*WHAT IS REQUIRED*
Restate all entries exactly. Skip the images.

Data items
== == ==
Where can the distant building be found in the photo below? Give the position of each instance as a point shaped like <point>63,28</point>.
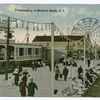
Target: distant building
<point>61,45</point>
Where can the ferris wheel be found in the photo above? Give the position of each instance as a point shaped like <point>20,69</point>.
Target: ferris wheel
<point>89,26</point>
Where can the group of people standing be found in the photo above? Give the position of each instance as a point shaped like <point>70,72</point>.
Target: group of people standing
<point>59,75</point>
<point>21,80</point>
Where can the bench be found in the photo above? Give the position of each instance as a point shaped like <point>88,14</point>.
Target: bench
<point>67,92</point>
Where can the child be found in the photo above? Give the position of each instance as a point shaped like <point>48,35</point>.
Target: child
<point>60,77</point>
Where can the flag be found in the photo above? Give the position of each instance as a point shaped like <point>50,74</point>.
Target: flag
<point>46,26</point>
<point>27,26</point>
<point>34,27</point>
<point>37,27</point>
<point>42,27</point>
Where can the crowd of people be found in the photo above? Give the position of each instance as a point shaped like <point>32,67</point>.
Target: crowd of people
<point>80,83</point>
<point>20,79</point>
<point>81,80</point>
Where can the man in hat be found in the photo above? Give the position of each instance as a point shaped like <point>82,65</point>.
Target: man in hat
<point>65,73</point>
<point>57,73</point>
<point>31,87</point>
<point>80,70</point>
<point>16,79</point>
<point>23,86</point>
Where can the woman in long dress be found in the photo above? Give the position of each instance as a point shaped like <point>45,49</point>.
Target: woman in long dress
<point>74,72</point>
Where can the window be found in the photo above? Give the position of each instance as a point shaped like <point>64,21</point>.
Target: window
<point>40,50</point>
<point>29,51</point>
<point>33,51</point>
<point>47,44</point>
<point>36,51</point>
<point>21,51</point>
<point>73,44</point>
<point>25,51</point>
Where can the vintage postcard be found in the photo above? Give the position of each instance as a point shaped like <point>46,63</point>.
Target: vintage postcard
<point>49,50</point>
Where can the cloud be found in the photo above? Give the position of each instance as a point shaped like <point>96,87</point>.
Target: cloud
<point>81,10</point>
<point>89,13</point>
<point>13,7</point>
<point>73,12</point>
<point>64,14</point>
<point>1,12</point>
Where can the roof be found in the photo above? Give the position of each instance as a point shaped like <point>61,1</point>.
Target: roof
<point>57,38</point>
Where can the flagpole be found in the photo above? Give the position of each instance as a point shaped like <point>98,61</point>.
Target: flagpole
<point>84,61</point>
<point>7,50</point>
<point>52,59</point>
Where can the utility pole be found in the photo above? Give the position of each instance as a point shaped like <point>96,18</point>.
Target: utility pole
<point>7,49</point>
<point>52,59</point>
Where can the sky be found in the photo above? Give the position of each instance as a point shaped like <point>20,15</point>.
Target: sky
<point>64,21</point>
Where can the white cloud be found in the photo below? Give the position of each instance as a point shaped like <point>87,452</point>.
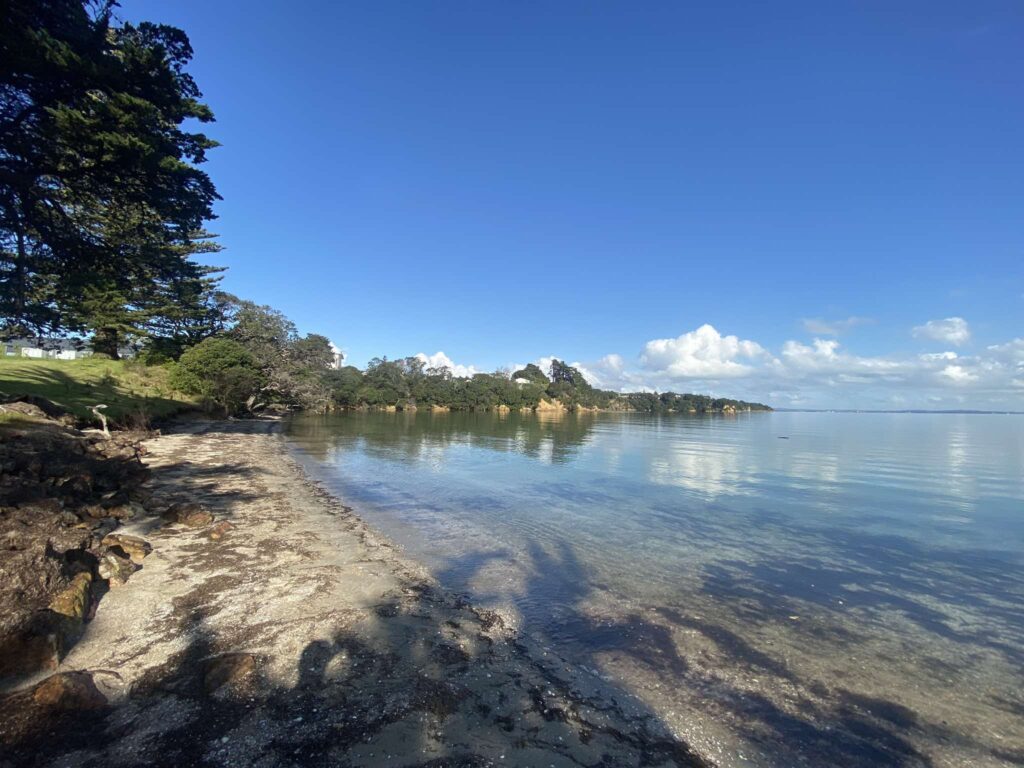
== == ==
*RESPONSE FOR THIS EXERCISE*
Where can the distant building be found in the photo below? Give the position of each instance as a point shaped like <point>63,28</point>.
Target: distant building
<point>61,45</point>
Where can the ferris wheel be found in the photo above? Give the position of each instance as a point shaped like <point>20,69</point>.
Target: ferris wheel
<point>89,26</point>
Where can the group of people standing be found in the photo above? Give the position of each instance as a point shaped like <point>70,72</point>.
Target: group of people standing
<point>59,75</point>
<point>21,80</point>
Where can the bench be found in the photo above? Give the position of each instance as a point shaped like <point>88,14</point>.
Target: bench
<point>67,92</point>
Where can the child be found in the photo above? Give the position of each instance as a point shaped like <point>48,35</point>.
Target: child
<point>60,77</point>
Where can the flag be found in the photo above? Give the position of each instance as a point shaped like <point>50,74</point>.
Target: flag
<point>46,26</point>
<point>27,26</point>
<point>34,27</point>
<point>37,27</point>
<point>42,27</point>
Where can the crowd of people be found in the photo above? Give the position of each instance as a point shaped like <point>32,67</point>.
Target: crowd of people
<point>80,83</point>
<point>20,79</point>
<point>81,80</point>
Where can the man in hat be found in the photo above? Give the position of each instance as a point shaped like <point>82,65</point>.
Target: man in hat
<point>65,73</point>
<point>57,73</point>
<point>31,87</point>
<point>80,70</point>
<point>16,79</point>
<point>23,86</point>
Where can the woman in long dress be found in the photo above? Give the position of each instance as a point shaped like <point>45,49</point>.
Target: woman in long dress
<point>74,72</point>
Where can the window be found in the photo above? Give the position of each instance as a point shaped like <point>64,21</point>.
Target: window
<point>40,50</point>
<point>29,51</point>
<point>33,51</point>
<point>47,44</point>
<point>36,51</point>
<point>21,51</point>
<point>73,44</point>
<point>25,51</point>
Where can the vintage postcard be found in the photo above? Give the position of each instance as a point shaped like <point>46,63</point>.
Target: vintage postcard
<point>49,50</point>
Where can the cloud be found in the photo above? Give the position of each instance as a point shaped like <point>96,87</point>.
Target: cloud
<point>81,10</point>
<point>89,13</point>
<point>13,7</point>
<point>73,12</point>
<point>64,14</point>
<point>1,12</point>
Where can the roof be found in the photo above? Give the position of each instance as a point shaped like <point>61,1</point>.
Target: roof
<point>57,38</point>
Where can the flagpole be found in the photo above? Give the position of each instance as a point shaped like <point>98,61</point>.
Target: flagpole
<point>84,61</point>
<point>7,50</point>
<point>52,59</point>
Where can the utility pole be found in the photo above? Give the position of each instance as a point shaped like <point>96,18</point>.
Target: utility pole
<point>7,49</point>
<point>52,59</point>
Where can the sky be found in the photo above? Give the position of each instance as a point shaped like <point>20,15</point>.
Target: sky
<point>64,21</point>
Where can the white cloud be found in the photo below? Give the position of each instance as a point shaped like <point>87,452</point>.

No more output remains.